#### Data for processing
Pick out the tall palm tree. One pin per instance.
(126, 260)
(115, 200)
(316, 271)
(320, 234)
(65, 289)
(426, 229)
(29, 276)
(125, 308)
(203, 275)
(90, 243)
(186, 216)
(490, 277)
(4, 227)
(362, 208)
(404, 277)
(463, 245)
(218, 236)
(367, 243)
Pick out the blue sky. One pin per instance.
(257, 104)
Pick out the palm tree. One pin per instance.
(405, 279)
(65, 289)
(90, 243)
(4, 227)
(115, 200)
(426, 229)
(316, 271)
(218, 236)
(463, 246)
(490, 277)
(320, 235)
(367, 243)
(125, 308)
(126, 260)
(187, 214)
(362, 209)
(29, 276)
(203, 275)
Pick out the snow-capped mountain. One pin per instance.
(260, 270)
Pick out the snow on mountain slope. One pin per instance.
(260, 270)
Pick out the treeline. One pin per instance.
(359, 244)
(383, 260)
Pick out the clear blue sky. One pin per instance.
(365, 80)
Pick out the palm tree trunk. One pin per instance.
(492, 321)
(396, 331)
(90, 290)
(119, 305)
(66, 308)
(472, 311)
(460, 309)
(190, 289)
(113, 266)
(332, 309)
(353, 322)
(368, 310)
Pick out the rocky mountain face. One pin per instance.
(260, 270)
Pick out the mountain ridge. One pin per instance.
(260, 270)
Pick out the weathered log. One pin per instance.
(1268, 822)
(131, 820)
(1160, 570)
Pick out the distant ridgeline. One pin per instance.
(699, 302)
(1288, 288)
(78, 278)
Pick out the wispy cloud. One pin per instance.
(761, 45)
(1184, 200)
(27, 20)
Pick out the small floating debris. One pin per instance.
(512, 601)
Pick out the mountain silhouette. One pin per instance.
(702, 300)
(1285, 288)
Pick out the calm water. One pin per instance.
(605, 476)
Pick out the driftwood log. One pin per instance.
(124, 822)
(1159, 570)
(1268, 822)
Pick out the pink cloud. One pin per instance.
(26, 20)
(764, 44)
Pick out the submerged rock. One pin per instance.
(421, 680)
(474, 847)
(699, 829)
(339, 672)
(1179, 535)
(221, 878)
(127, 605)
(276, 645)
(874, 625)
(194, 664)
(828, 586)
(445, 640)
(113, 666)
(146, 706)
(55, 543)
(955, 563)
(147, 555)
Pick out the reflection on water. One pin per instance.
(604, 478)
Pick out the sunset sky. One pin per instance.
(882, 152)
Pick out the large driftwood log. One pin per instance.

#### Exercise details
Reproduce all of the records above verbatim, line for line, in their original order.

#### Finished answer
Pick out the tall palm tree. One pin per instance.
(126, 260)
(115, 200)
(316, 271)
(320, 234)
(65, 289)
(426, 229)
(29, 276)
(125, 308)
(203, 275)
(90, 243)
(186, 216)
(490, 277)
(4, 227)
(362, 208)
(404, 277)
(463, 245)
(218, 236)
(367, 243)
Pick out the blue sky. One pin per instance.
(257, 104)
Pick out the palm tree. One pin per instance.
(405, 279)
(65, 289)
(90, 243)
(4, 227)
(115, 200)
(426, 229)
(316, 271)
(218, 236)
(463, 246)
(490, 277)
(320, 235)
(367, 243)
(125, 308)
(126, 260)
(187, 214)
(362, 209)
(29, 276)
(203, 275)
Pick out the snow-capped mountain. One pin per instance.
(260, 270)
Pick out the snow on mountain slope. One pin per instance.
(260, 270)
Pick out the treeline. One pin per instance.
(359, 244)
(383, 260)
Pick out the clear blue sky. One pin per instance.
(365, 80)
Pick out the palm tree trunk. One pin per instance.
(492, 321)
(396, 331)
(90, 290)
(119, 305)
(66, 308)
(472, 311)
(460, 309)
(190, 289)
(113, 266)
(332, 309)
(353, 322)
(368, 310)
Pick out the rocky mountain face. One pin per instance.
(260, 270)
Pick out the mountain ridge. One pin per instance.
(260, 270)
Pick out the weathered log. One pin per instance.
(1268, 822)
(131, 820)
(1160, 570)
Pick out the distant ridgeline. One pin per instance.
(699, 302)
(1288, 288)
(78, 278)
Pick out the wispy cloud. One pin per instance.
(761, 45)
(1184, 200)
(27, 20)
Pick out the small floating debris. One pin per instance.
(512, 601)
Pick out the mountain silhouette. One pin per instance.
(702, 300)
(1285, 288)
Pick out the calm water. One pin per instance.
(605, 476)
Pick out the driftwood log. One pin per instance.
(124, 822)
(1159, 570)
(1268, 822)
Pick out the pink cloud. One pin per instance.
(26, 20)
(764, 44)
Pick out the submerged rock. One pin per instance.
(421, 680)
(474, 847)
(699, 829)
(339, 672)
(1179, 535)
(221, 878)
(127, 605)
(276, 645)
(874, 625)
(194, 664)
(828, 586)
(445, 640)
(113, 666)
(146, 706)
(55, 543)
(955, 563)
(147, 555)
Pick out the reflection on water. One pin per instance.
(604, 478)
Pick out the sunset sky. One pin per instance.
(882, 152)
Pick out the large driftwood log. One pin per instance.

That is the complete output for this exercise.